*AIM*
Can you give the data below as a Markdown table with two columns, Row and Line, numbering each line and leaving out any blank ones?

Dataset records on object locations
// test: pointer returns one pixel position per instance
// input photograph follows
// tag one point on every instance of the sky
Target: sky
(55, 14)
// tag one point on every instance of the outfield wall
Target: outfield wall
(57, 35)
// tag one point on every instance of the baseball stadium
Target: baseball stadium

*EXERCISE SOLUTION*
| Row | Line |
|---|---|
| 1 | // test: pointer returns one pixel position per instance |
| 2 | // input photograph follows |
| 3 | // tag one point on every instance of the sky |
| 4 | Target: sky |
| 5 | (55, 14) |
| 6 | // tag one point on every instance of the outfield wall |
| 7 | Target: outfield wall |
| 8 | (57, 35) |
| 9 | // tag one point on every instance of the baseball stadium |
| 10 | Target: baseball stadium |